> _DESCRIPTION OF THE TASK_
Omit the images. Copy each entry word for word.

--- INFORMATION SHOWN ---

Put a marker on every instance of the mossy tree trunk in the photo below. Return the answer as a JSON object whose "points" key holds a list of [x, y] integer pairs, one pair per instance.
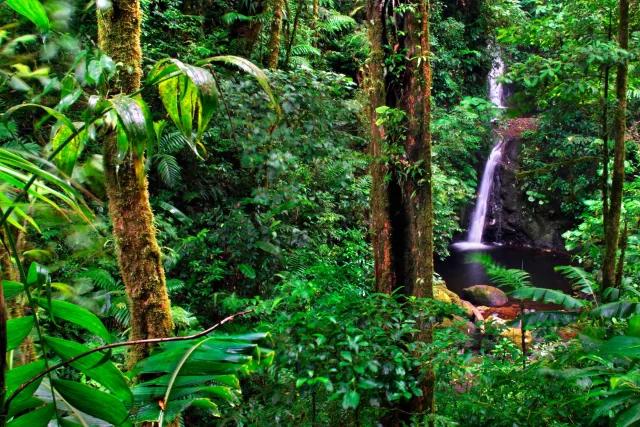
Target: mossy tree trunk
{"points": [[139, 255], [617, 177], [401, 198], [275, 36]]}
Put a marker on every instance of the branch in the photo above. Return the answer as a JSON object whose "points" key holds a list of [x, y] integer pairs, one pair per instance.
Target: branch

---

> _THE REPLY_
Put a marker on every instance of the mossy tree trunk in the photo below. Return the answer as a JSON object whose "points" key holds a list of [x, y] integer pairs, one pair per instance.
Target: mossy tree trunk
{"points": [[139, 255], [617, 177], [401, 198], [275, 36]]}
Put a marker on every instance of the branch in the photo above. Return the answer as a JSON object whose "points" key holds a list of [x, y] integer pairs, one pair per instance.
Target: branch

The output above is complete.